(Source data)

-.-.-

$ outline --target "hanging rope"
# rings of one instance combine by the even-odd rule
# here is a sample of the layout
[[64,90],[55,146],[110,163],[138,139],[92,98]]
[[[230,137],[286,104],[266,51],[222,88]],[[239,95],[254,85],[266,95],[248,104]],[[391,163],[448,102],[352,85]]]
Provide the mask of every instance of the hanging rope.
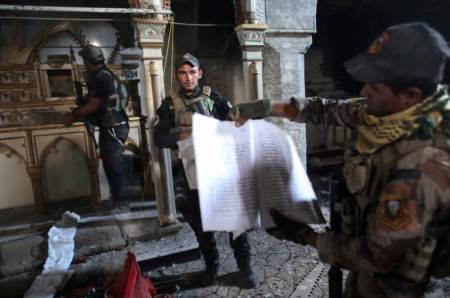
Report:
[[173,87],[173,61],[174,61],[174,40],[175,40],[175,29],[174,29],[174,25],[175,22],[173,21],[174,18],[171,17],[169,19],[169,34],[168,34],[168,40],[167,40],[167,48],[166,48],[166,60],[164,61],[164,73],[166,73],[167,70],[167,63],[169,61],[169,51],[170,51],[170,89],[172,90]]
[[[5,20],[39,20],[39,21],[88,21],[88,22],[125,22],[129,23],[130,19],[120,19],[120,18],[59,18],[59,17],[25,17],[25,16],[1,16],[2,19]],[[233,28],[236,25],[233,24],[198,24],[198,23],[182,23],[182,22],[173,22],[174,25],[177,26],[190,26],[190,27],[228,27]]]
[[167,61],[168,61],[167,57],[169,57],[168,56],[169,55],[169,50],[170,50],[170,46],[172,44],[173,24],[174,24],[173,23],[173,18],[171,17],[169,19],[169,33],[167,34],[168,38],[167,38],[166,55],[164,55],[166,57],[166,60],[164,61],[164,73],[166,73],[166,70],[167,70]]
[[175,48],[174,45],[174,41],[175,41],[175,29],[174,29],[174,25],[175,22],[173,22],[174,18],[172,18],[172,44],[171,44],[171,48],[172,48],[172,55],[170,56],[170,91],[172,91],[172,86],[173,86],[173,68],[174,68],[174,52],[173,49]]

-.-.-

To do: Here the job is to print the data above exactly, except for any pictures.

Task answer:
$ outline --target "hanging rope"
# rings of one instance combine by the even-odd rule
# here is a sample of the layout
[[64,90],[55,146],[110,163],[138,139],[92,98]]
[[[230,137],[286,104],[266,51],[222,88]],[[239,95],[254,85],[266,95],[248,104]],[[391,163],[448,102],[352,85]]]
Provide the mask of every instance of the hanging rope.
Report:
[[173,87],[173,61],[174,61],[174,40],[175,40],[175,29],[174,29],[174,25],[175,22],[173,21],[174,18],[171,17],[169,19],[169,34],[168,34],[168,40],[167,40],[167,48],[166,48],[166,60],[164,61],[164,73],[166,73],[167,70],[167,63],[169,61],[169,51],[170,51],[170,89],[172,90]]
[[[5,20],[39,20],[39,21],[88,21],[88,22],[125,22],[129,23],[130,19],[120,19],[120,18],[59,18],[59,17],[25,17],[25,16],[1,16],[2,19]],[[233,28],[236,25],[233,24],[198,24],[198,23],[182,23],[182,22],[173,22],[174,25],[177,26],[190,26],[190,27],[228,27]]]
[[167,61],[168,61],[167,57],[169,57],[168,56],[169,55],[169,50],[170,50],[170,46],[172,44],[173,24],[174,24],[173,23],[173,18],[171,17],[169,19],[169,33],[167,34],[168,38],[167,38],[166,55],[164,55],[166,57],[166,60],[164,61],[164,73],[166,73],[166,70],[167,70]]
[[175,48],[174,45],[174,41],[175,41],[175,29],[174,29],[174,25],[175,22],[173,22],[174,18],[172,18],[172,44],[171,44],[171,48],[172,48],[172,55],[170,56],[170,91],[172,91],[172,86],[173,86],[173,68],[174,68],[174,52],[173,49]]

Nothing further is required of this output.